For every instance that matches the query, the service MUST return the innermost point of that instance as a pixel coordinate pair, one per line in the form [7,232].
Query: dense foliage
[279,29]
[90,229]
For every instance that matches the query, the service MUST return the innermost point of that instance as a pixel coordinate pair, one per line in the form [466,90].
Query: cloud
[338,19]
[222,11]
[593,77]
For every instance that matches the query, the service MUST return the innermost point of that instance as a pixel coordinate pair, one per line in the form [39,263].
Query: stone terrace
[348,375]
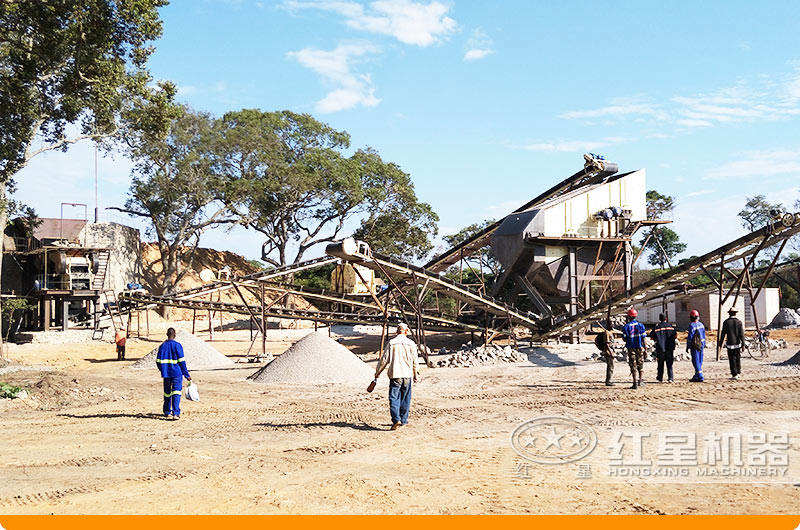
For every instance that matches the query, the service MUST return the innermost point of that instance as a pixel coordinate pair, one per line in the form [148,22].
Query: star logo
[553,440]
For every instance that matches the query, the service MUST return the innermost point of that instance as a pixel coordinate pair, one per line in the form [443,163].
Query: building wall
[768,303]
[125,261]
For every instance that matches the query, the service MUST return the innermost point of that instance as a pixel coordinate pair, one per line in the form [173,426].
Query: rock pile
[316,359]
[199,355]
[786,318]
[470,355]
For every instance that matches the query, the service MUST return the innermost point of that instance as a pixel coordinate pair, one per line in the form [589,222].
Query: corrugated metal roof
[52,228]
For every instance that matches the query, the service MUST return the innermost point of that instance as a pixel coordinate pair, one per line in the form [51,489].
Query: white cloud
[762,99]
[758,164]
[479,45]
[619,107]
[474,55]
[565,146]
[698,193]
[416,23]
[335,67]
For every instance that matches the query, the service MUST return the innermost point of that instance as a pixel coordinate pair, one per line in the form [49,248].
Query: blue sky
[487,104]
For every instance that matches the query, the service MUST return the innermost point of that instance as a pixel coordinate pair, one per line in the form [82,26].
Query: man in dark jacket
[603,342]
[664,336]
[733,337]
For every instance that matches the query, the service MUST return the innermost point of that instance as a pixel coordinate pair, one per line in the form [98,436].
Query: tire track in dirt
[72,462]
[56,495]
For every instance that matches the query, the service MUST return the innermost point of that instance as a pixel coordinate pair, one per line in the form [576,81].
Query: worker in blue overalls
[172,365]
[695,344]
[634,334]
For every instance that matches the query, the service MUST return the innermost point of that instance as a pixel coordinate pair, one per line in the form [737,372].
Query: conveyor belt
[329,317]
[224,285]
[404,271]
[743,247]
[584,177]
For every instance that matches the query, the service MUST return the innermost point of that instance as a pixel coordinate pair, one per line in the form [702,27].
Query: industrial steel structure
[566,261]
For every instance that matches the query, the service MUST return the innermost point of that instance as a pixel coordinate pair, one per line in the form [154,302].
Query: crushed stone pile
[786,318]
[793,360]
[650,353]
[470,355]
[316,359]
[199,355]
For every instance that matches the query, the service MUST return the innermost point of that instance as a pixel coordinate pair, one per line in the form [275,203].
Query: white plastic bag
[192,394]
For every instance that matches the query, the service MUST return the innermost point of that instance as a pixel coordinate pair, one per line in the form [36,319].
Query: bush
[9,391]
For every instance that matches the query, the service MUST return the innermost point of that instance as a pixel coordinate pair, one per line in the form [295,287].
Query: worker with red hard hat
[695,344]
[634,334]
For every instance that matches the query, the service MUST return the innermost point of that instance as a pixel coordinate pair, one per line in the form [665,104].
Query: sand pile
[316,359]
[786,318]
[199,355]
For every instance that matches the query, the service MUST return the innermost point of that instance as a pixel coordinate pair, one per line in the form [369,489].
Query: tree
[70,63]
[664,244]
[658,204]
[286,176]
[758,212]
[174,188]
[69,70]
[485,255]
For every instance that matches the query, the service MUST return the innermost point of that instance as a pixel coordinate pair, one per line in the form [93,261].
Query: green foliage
[658,204]
[80,62]
[287,176]
[758,212]
[174,188]
[664,244]
[9,391]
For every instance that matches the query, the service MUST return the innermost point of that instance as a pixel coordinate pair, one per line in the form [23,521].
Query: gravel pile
[316,359]
[470,355]
[793,360]
[199,355]
[786,318]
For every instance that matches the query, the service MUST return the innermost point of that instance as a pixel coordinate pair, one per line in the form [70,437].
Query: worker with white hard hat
[634,334]
[400,358]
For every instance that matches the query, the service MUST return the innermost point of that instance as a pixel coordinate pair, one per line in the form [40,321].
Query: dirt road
[94,443]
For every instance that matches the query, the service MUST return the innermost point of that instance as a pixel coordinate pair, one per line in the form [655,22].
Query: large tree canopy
[288,177]
[174,189]
[69,69]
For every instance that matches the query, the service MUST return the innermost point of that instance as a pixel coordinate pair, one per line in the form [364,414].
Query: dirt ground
[91,439]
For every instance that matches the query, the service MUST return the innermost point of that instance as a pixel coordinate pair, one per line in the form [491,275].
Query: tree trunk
[3,221]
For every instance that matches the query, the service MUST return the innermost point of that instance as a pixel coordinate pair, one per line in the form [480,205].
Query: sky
[486,104]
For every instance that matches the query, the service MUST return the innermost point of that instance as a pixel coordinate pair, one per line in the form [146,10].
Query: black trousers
[667,358]
[735,361]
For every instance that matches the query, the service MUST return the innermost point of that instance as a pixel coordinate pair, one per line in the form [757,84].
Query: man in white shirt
[400,357]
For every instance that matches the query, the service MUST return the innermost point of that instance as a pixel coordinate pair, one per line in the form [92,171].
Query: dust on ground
[91,440]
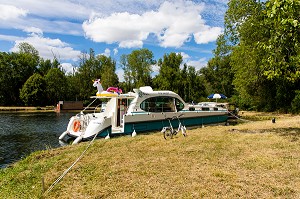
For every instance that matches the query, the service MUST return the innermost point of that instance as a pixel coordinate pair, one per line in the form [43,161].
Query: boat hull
[154,125]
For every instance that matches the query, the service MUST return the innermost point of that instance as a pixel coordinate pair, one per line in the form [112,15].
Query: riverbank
[254,160]
[26,109]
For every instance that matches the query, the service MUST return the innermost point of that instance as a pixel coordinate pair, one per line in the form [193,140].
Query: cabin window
[162,104]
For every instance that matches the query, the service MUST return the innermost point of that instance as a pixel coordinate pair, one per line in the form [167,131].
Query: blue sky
[66,28]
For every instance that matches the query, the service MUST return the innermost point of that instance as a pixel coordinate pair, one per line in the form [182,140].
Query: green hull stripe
[158,125]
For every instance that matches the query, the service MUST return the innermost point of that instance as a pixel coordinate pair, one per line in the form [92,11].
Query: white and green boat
[139,111]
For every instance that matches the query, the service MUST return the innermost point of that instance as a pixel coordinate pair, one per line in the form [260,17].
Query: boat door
[122,107]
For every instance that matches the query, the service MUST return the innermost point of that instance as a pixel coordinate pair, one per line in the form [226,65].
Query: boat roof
[121,96]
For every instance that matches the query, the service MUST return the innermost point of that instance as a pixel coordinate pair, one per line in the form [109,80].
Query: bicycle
[169,131]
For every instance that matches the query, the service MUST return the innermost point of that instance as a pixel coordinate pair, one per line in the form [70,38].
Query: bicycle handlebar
[174,117]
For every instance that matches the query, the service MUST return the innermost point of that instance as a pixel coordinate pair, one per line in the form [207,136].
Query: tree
[137,68]
[169,77]
[108,71]
[57,86]
[266,59]
[33,91]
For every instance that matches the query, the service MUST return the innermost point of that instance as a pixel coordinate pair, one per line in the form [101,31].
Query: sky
[66,28]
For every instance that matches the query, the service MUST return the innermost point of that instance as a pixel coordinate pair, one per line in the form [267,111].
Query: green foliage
[108,71]
[33,91]
[219,74]
[266,60]
[137,68]
[57,85]
[295,107]
[169,72]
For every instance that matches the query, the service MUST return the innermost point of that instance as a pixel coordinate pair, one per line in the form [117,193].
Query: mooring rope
[67,170]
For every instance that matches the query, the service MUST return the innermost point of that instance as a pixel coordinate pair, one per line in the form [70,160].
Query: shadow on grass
[291,132]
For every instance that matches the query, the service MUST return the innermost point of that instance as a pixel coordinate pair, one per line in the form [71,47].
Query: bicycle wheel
[168,134]
[183,131]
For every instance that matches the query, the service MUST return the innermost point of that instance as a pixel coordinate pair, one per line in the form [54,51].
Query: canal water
[24,133]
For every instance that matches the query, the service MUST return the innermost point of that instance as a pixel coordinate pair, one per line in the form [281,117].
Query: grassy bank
[26,109]
[251,160]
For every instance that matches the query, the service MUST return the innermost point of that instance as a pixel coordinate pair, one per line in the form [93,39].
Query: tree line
[27,79]
[256,63]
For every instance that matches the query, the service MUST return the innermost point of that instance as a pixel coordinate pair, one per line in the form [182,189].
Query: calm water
[23,133]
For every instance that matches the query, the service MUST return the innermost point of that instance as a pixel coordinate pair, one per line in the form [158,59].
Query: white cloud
[184,55]
[8,12]
[173,23]
[10,38]
[68,67]
[33,30]
[116,51]
[198,64]
[106,52]
[120,73]
[209,35]
[49,48]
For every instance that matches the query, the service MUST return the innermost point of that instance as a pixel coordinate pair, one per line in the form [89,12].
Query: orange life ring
[76,125]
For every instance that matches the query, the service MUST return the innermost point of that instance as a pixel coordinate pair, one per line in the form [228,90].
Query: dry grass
[252,160]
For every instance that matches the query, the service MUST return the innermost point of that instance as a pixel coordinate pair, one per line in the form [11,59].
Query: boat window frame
[162,104]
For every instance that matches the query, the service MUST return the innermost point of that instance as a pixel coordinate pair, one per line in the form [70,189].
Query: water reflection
[23,133]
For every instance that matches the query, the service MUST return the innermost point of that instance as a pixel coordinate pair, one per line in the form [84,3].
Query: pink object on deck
[114,89]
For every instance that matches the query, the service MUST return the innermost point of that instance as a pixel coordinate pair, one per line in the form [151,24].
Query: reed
[252,160]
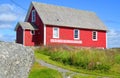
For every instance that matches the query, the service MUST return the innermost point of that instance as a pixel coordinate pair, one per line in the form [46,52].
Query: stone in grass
[15,60]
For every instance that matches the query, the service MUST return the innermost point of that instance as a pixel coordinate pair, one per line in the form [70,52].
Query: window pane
[94,35]
[76,33]
[55,33]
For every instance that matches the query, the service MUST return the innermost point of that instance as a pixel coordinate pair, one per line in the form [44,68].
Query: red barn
[48,24]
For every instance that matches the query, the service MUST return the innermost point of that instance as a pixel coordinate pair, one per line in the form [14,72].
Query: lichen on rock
[15,60]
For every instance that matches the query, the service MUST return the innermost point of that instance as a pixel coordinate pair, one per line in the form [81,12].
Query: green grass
[83,76]
[38,71]
[90,61]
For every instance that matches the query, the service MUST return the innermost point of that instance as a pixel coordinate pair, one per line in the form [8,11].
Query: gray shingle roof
[26,25]
[62,16]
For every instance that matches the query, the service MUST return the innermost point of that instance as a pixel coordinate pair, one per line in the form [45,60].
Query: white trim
[106,40]
[96,36]
[32,33]
[78,34]
[44,35]
[57,32]
[23,37]
[65,41]
[33,16]
[29,11]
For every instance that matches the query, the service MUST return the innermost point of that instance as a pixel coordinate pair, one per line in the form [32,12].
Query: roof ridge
[75,9]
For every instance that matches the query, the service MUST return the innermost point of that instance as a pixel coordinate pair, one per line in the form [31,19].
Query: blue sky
[12,11]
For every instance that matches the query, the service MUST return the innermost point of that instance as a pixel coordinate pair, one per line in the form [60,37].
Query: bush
[117,59]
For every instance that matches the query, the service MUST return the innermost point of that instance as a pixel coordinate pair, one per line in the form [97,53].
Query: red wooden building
[48,24]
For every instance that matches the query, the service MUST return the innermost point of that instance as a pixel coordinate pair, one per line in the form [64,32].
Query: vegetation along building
[48,24]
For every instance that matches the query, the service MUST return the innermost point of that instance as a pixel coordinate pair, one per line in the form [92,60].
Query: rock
[15,60]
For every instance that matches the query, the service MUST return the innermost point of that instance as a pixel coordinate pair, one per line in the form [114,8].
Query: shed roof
[26,25]
[62,16]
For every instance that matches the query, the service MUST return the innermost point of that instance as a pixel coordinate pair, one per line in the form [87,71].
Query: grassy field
[38,71]
[96,62]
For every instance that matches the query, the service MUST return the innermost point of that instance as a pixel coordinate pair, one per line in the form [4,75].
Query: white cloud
[4,26]
[10,15]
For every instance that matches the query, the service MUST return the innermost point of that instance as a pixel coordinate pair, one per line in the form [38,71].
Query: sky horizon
[13,11]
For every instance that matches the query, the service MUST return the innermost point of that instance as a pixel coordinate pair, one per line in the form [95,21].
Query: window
[94,35]
[76,34]
[33,16]
[32,32]
[55,32]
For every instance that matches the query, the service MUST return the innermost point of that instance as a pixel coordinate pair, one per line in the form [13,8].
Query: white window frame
[32,32]
[95,35]
[77,33]
[54,32]
[33,16]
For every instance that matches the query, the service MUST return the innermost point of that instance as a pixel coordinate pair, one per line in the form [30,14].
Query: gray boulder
[15,60]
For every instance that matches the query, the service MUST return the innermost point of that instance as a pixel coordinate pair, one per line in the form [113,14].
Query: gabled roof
[26,25]
[62,16]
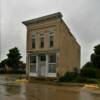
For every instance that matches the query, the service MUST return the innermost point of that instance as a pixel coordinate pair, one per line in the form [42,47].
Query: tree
[95,57]
[13,58]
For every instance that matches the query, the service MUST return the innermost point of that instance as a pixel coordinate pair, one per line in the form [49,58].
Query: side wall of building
[69,51]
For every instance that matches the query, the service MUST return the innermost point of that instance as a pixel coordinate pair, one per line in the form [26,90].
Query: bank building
════════
-- Request --
Beginning with the line that holds "the form [38,71]." and ending with the last line of the material above, extract every line exactly, pictures excluded.

-- Answer to this task --
For every instance that matches the query, the service MUST return the innermost point of that instance as a pixel coordinate pair, one per line in the form [38,71].
Query: sky horizon
[13,11]
For every instance that matches the query, the service MUST return the innermost point of that instance as a pixel coordinate pair, one per line in the form [95,21].
Query: window
[94,35]
[76,34]
[33,16]
[32,32]
[55,32]
For every instance that matches the query, the service MUST return the innermost point of that instance as a pixel coordinate pair, one per line in the form [13,8].
Query: white window frame
[32,32]
[95,35]
[77,33]
[54,32]
[33,16]
For every instance that matches the query, the service MUST return the innermost point of that instance as a pixel coordinate pair, one per line in the form [30,14].
Query: gray boulder
[15,60]
For every instance that matches the query, the service MUST return the innermost point of that instance as a pixel coordinate pair, one per line in the form [113,14].
Query: gabled roof
[26,25]
[62,16]
For every instance that matches the query, the service MUST return the innermost point of that instance as a pixel coordinate pair, one per line in the form [42,47].
Query: tree
[95,57]
[13,58]
For every instance that matches the query, the service MUST return the innermost point of that instance as a pixel coordinate pair, one per line in the form [49,58].
Query: side wall of building
[69,51]
For every instance that matches the query, the service MUST return the innermost point of that instance as a pixel coordinate pair, one per line in the form [26,90].
Query: bank building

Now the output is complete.